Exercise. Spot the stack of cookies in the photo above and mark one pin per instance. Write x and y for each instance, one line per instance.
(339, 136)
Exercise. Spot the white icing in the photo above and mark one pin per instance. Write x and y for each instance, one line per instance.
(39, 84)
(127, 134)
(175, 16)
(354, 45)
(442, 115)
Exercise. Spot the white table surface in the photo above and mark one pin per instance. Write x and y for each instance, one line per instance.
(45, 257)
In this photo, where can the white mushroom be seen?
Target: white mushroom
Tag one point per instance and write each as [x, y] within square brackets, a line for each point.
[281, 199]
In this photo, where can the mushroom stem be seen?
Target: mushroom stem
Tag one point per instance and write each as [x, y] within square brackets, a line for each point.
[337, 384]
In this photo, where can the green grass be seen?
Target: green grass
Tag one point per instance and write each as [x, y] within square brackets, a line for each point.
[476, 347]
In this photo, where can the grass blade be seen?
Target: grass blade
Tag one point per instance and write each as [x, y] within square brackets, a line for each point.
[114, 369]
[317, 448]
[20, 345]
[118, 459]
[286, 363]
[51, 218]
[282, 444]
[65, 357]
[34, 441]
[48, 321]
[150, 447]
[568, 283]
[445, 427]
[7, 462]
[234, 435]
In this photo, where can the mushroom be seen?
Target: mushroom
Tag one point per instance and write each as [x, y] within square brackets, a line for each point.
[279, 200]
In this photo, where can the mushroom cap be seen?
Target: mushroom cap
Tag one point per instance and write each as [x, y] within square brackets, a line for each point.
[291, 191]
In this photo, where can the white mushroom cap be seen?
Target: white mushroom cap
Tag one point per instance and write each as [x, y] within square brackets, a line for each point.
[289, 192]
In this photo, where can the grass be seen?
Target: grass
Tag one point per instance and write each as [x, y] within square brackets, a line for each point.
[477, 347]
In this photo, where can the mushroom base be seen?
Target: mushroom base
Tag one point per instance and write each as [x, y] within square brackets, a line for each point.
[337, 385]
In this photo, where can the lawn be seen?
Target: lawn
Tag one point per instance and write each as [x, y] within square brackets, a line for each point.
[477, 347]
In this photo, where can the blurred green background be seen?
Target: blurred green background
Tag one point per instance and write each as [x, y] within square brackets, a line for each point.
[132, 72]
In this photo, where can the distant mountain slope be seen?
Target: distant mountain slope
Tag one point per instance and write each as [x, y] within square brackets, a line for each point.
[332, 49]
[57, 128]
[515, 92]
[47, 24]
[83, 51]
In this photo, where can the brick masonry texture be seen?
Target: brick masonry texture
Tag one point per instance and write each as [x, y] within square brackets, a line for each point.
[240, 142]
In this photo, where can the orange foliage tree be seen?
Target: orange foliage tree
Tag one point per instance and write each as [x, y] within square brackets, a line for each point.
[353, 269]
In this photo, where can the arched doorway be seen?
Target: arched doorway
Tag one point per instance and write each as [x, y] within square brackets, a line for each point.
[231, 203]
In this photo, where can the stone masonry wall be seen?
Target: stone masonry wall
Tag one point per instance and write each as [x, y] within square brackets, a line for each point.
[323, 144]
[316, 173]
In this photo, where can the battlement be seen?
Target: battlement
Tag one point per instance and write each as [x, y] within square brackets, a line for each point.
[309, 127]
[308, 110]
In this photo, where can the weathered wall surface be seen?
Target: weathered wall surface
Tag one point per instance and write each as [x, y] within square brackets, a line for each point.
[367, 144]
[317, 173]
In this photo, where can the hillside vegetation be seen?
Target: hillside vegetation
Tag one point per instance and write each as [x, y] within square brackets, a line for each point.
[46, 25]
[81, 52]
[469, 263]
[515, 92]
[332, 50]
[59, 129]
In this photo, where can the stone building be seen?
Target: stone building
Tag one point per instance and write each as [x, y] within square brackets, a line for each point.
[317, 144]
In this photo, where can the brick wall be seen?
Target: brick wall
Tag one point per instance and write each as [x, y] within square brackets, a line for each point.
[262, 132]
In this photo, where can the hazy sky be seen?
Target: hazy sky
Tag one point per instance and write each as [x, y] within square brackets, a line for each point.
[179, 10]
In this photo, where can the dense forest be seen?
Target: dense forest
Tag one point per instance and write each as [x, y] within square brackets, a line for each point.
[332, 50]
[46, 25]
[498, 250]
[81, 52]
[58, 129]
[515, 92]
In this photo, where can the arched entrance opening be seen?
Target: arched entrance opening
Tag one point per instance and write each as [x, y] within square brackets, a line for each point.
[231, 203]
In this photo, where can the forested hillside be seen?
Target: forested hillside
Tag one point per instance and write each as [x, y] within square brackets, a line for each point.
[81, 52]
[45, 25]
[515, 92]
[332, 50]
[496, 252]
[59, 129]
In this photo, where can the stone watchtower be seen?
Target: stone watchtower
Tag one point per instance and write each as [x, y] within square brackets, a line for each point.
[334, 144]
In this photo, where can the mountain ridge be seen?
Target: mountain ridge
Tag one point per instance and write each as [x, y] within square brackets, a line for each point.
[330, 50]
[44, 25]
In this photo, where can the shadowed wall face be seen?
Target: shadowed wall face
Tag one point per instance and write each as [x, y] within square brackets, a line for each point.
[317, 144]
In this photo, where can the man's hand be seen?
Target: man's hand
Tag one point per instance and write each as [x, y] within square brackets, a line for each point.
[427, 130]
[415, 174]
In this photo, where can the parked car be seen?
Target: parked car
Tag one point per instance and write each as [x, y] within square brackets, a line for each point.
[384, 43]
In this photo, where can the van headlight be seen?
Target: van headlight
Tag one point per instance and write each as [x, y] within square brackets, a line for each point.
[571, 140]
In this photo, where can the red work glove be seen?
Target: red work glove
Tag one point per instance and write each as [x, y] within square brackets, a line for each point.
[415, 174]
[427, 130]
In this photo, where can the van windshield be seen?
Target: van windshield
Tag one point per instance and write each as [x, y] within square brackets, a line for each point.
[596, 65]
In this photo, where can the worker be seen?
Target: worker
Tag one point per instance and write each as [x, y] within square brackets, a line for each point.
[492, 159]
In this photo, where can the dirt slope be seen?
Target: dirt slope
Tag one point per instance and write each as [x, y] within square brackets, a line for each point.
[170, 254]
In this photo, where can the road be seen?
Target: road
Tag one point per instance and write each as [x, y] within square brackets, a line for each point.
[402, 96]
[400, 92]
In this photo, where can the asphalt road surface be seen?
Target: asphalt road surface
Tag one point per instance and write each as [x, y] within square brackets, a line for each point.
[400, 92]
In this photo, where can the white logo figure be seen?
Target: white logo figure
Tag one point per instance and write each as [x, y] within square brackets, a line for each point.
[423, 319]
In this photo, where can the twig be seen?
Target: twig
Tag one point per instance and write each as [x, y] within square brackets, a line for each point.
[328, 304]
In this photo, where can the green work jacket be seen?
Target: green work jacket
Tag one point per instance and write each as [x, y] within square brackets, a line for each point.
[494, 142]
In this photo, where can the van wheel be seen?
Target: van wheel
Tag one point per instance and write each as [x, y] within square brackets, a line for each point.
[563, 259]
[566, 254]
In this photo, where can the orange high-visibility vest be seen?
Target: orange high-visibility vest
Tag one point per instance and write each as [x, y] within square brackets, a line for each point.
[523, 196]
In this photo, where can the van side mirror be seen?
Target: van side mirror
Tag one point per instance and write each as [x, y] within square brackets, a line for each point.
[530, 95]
+-------+
→ Instruction: Give back exactly the lines from the one containing "In this photo, where can the white logo" to the end of the material, both ends included.

→ Task answer:
In this photo, where can the white logo figure be seen?
Target: white logo figure
Tag one point per instance and write each as [x, y] within square brackets, a line for each point.
[423, 319]
In this photo, where can the twig be seen?
Target: twig
Tag one point per instance and write each as [x, y] within square brackets, a line for each point.
[328, 304]
In this photo, where can the green work jacket be seen?
Target: green work jacket
Tag one point per instance and write each as [x, y] within square brackets, a line for each point.
[494, 142]
In this photo, where can the van wheel be seen?
Target: van wheel
Tag one point per instance and write each as [x, y] within square brackets, a line for each point.
[563, 259]
[566, 254]
In this photo, where can the orange high-visibility vest be seen?
Target: orange high-visibility vest
Tag one point per instance and write each as [x, y] within square brackets, a line for each point.
[523, 196]
In this photo, where can the van side mirror be seen?
Target: van side mirror
Tag one point per instance and write each as [x, y] within square brackets, a line for each point.
[530, 95]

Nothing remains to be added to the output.